Referring expression data
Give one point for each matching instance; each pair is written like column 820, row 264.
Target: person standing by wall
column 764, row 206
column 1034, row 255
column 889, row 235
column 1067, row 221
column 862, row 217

> [ACTION ITEM] Go through the entries above and write each one out exactly.

> [ANSWER FOR THE TASK]
Give one point for each matching instance; each pair is written like column 820, row 264.
Target: person standing by wall
column 764, row 206
column 1034, row 255
column 889, row 235
column 1067, row 221
column 862, row 217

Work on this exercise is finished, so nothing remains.